> _Task statement_:
Which lines of the data contain the string "table"? Copy every one of them.

--*--

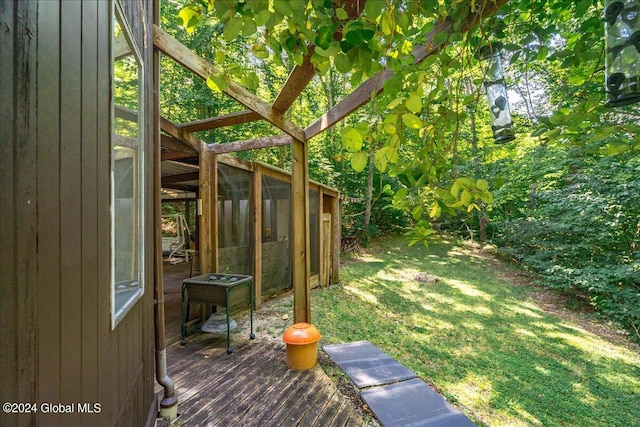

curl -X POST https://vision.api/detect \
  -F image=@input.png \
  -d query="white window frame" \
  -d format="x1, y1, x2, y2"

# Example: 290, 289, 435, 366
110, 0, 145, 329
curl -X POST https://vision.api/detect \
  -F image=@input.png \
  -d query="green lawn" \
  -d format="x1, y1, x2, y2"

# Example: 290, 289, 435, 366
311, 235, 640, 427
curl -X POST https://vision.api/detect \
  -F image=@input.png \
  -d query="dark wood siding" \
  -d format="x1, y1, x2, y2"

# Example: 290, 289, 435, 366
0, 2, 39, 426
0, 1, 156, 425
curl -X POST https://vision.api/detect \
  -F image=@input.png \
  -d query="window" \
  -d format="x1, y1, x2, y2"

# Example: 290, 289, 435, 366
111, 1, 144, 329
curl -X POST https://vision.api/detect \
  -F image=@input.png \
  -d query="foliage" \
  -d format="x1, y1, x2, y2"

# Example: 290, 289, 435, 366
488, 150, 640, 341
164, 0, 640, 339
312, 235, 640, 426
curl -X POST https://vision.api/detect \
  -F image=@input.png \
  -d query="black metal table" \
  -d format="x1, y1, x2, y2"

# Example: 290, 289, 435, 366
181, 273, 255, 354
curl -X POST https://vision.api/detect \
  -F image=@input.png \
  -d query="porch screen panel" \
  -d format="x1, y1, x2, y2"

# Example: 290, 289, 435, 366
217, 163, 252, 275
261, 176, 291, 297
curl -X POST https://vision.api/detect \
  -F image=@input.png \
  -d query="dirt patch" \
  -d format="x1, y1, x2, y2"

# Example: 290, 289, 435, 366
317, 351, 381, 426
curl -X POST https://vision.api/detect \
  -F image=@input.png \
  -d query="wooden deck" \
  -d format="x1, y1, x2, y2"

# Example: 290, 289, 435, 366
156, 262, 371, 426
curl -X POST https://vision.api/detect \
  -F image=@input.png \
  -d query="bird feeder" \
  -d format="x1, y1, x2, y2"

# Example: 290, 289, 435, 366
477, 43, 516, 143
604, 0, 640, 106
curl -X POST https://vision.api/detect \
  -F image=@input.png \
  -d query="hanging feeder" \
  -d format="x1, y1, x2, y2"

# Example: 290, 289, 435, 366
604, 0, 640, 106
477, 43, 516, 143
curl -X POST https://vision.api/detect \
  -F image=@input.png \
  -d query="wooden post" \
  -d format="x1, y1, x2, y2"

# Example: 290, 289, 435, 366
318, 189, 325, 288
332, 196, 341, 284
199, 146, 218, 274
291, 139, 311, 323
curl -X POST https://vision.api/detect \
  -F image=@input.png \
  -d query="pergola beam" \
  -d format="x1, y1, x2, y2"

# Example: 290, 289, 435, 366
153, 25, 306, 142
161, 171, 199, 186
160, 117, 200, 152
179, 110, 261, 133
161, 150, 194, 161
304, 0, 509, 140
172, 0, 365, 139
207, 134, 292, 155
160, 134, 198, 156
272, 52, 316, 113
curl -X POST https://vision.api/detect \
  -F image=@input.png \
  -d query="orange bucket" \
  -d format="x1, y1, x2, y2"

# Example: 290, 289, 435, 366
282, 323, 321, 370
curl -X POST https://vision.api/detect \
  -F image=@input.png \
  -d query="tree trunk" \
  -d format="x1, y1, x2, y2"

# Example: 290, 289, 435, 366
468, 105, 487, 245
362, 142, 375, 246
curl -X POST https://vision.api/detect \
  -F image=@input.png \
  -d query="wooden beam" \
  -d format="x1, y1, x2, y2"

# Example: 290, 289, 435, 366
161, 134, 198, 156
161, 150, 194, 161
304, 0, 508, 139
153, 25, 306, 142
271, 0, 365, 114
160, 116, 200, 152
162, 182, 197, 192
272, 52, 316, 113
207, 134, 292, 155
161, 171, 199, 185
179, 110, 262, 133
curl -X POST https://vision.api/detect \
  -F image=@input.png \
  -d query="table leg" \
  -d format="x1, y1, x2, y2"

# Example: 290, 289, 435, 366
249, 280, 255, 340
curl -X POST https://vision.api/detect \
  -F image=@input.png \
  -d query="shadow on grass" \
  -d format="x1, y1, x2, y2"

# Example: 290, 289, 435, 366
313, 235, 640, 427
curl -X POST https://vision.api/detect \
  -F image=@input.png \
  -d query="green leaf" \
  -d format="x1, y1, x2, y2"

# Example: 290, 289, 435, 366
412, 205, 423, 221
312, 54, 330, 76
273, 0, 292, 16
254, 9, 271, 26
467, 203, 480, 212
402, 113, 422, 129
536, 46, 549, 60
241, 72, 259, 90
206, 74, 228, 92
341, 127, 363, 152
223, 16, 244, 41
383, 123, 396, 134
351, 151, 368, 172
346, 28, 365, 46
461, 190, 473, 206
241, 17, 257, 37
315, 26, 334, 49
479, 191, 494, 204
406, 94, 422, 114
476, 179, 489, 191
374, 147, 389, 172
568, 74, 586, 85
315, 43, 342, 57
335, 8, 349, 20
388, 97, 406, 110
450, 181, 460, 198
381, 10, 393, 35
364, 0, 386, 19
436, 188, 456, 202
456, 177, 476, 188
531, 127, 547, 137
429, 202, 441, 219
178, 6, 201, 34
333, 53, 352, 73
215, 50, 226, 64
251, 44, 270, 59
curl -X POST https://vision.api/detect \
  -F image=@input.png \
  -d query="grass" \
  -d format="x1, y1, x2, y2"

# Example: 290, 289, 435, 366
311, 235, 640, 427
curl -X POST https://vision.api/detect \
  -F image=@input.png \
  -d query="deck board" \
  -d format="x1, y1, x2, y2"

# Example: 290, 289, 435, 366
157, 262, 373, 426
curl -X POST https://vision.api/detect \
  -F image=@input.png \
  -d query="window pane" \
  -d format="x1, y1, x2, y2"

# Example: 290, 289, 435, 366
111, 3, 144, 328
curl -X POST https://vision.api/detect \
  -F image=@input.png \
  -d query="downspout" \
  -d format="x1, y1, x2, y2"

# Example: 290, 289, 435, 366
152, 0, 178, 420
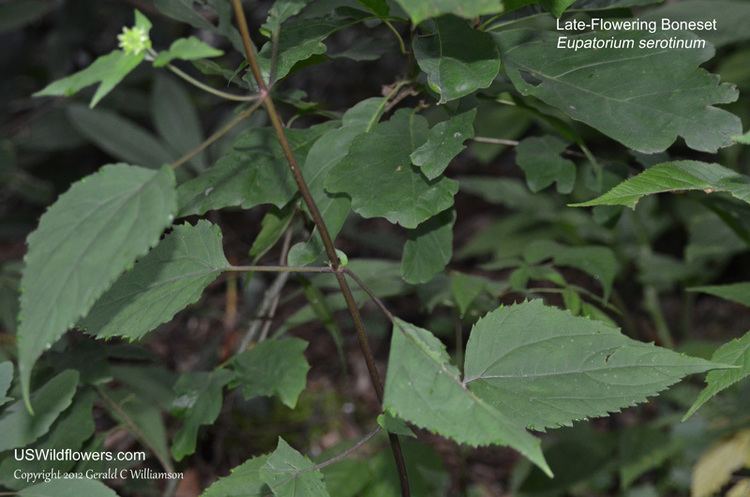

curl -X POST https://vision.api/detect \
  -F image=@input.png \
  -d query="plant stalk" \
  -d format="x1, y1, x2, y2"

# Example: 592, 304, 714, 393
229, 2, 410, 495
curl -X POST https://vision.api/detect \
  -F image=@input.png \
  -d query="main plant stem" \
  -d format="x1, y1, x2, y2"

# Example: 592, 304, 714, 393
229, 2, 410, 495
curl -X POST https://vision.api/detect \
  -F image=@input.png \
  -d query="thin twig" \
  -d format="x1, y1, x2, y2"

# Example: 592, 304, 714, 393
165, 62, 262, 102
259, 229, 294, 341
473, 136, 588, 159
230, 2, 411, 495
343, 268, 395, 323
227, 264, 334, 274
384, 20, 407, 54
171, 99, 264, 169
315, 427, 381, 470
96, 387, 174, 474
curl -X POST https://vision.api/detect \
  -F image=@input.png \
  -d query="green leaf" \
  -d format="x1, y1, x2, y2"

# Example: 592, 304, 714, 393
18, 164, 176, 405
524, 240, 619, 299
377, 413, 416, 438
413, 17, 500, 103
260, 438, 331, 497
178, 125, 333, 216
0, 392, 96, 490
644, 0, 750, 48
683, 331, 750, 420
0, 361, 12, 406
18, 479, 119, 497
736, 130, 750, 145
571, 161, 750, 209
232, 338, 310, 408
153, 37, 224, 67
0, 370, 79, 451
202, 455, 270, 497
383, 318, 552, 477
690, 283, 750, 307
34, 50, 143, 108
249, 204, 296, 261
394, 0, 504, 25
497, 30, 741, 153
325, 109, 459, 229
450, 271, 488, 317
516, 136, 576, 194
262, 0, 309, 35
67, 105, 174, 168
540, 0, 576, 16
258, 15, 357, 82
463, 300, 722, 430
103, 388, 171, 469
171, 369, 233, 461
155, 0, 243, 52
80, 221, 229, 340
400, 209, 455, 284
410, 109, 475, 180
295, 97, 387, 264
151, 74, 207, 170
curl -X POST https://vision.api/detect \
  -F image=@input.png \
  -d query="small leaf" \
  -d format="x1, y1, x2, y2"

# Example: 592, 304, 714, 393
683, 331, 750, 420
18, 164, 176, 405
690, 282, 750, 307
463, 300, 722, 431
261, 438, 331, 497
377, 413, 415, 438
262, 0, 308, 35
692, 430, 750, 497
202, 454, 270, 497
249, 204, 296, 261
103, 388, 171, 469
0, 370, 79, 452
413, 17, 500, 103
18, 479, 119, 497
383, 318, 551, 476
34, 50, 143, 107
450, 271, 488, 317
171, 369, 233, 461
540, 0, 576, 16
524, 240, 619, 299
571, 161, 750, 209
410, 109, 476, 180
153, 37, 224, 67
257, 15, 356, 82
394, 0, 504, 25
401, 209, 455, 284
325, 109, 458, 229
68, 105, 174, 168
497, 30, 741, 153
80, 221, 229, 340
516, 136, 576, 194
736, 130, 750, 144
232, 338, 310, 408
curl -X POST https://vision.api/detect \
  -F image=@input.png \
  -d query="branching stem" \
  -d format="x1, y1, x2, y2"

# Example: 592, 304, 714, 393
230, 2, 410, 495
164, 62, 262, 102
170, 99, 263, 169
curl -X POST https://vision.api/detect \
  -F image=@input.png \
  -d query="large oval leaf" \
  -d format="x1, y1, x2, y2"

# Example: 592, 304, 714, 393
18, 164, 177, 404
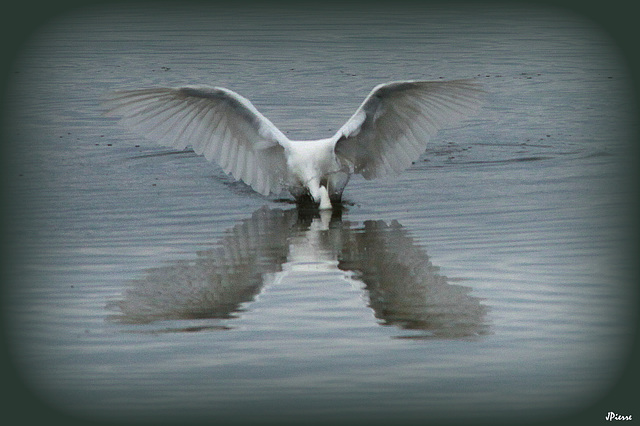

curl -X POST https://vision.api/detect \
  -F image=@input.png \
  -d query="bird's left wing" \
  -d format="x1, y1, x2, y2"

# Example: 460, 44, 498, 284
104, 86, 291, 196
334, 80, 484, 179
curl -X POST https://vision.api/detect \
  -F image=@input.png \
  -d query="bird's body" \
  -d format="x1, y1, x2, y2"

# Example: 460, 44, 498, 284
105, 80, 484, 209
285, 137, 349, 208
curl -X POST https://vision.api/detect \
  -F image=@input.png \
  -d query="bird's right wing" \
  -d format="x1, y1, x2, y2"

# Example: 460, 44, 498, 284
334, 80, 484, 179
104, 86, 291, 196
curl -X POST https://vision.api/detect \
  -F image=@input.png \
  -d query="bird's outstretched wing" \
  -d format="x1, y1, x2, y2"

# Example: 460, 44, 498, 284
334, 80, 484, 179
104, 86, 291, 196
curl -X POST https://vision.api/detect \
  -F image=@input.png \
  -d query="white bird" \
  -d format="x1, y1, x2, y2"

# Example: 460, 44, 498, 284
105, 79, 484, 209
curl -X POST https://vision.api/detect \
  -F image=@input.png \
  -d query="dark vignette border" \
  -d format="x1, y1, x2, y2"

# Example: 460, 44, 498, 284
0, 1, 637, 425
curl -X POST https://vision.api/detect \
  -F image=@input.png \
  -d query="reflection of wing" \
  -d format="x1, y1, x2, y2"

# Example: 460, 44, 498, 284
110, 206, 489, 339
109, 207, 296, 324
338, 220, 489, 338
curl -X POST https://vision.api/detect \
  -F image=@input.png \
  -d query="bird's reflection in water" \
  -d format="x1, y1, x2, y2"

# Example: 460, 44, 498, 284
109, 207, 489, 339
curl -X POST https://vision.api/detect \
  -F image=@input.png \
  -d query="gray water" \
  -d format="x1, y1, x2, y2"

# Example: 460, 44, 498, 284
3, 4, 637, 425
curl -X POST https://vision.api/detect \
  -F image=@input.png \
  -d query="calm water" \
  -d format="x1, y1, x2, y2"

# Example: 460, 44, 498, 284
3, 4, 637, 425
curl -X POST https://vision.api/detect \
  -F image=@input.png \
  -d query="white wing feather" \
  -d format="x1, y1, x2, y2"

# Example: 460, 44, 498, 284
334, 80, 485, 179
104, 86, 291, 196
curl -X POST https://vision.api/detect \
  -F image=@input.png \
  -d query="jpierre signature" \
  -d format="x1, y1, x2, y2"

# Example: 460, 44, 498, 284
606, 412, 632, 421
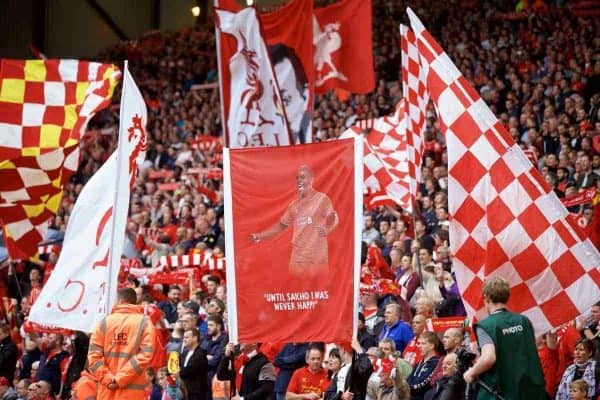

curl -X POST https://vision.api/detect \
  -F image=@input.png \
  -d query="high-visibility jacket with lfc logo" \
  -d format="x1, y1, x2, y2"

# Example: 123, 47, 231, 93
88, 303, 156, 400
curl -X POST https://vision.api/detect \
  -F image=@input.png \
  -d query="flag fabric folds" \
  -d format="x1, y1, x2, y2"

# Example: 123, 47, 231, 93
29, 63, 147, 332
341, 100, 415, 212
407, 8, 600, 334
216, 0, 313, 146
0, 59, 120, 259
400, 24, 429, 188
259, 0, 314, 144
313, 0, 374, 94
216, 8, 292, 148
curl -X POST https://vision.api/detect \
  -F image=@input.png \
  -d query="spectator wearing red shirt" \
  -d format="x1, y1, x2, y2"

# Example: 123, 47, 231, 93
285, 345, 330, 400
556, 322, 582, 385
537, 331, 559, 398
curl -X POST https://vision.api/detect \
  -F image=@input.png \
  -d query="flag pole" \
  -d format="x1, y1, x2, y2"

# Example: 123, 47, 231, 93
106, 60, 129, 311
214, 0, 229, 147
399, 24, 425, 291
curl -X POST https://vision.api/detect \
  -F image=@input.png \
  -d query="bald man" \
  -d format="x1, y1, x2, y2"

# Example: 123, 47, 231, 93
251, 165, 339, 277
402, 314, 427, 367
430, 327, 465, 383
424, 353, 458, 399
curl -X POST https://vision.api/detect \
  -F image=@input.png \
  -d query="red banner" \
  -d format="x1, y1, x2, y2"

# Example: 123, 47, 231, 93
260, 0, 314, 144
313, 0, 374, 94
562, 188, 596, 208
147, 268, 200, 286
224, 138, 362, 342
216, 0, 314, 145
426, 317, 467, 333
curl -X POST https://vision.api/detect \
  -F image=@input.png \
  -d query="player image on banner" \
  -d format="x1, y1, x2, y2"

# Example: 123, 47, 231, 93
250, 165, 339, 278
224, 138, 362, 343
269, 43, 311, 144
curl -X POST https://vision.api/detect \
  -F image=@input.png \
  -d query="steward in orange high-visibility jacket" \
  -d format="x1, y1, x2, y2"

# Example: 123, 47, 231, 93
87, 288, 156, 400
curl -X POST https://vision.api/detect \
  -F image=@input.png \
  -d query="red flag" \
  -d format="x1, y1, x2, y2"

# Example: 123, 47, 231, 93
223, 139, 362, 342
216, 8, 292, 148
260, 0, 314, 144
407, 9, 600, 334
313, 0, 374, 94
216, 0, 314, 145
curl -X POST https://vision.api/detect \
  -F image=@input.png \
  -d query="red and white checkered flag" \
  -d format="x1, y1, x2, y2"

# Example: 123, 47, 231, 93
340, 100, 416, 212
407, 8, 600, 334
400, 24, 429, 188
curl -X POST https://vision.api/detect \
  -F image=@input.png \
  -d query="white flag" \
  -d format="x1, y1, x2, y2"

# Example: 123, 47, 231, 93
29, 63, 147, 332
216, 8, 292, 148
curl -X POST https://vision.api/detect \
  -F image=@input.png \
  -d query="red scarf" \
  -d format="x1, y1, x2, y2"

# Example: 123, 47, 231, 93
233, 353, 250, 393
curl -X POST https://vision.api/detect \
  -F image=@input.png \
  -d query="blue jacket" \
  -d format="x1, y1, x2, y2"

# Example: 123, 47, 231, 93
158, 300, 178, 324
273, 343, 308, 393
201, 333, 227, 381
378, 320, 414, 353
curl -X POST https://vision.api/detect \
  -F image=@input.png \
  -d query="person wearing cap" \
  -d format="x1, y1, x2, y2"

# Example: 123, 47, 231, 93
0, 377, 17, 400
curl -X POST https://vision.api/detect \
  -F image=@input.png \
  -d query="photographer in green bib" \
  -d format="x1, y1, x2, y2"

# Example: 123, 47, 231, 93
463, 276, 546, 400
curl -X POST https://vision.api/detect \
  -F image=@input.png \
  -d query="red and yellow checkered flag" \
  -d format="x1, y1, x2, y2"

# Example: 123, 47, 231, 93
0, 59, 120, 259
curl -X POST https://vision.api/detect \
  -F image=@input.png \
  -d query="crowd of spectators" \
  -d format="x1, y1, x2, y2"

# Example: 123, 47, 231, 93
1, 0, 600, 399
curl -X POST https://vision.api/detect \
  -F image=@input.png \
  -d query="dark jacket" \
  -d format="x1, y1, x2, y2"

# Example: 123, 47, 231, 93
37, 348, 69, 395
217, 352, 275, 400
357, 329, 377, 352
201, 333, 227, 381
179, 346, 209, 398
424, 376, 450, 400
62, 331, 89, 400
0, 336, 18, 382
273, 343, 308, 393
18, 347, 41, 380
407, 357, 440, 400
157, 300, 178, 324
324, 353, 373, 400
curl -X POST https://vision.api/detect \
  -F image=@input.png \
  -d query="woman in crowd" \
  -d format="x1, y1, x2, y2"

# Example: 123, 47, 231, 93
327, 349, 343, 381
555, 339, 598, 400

--*--

> _Solution to the problem_:
  -d query="black metal table" \
  -d query="table leg" \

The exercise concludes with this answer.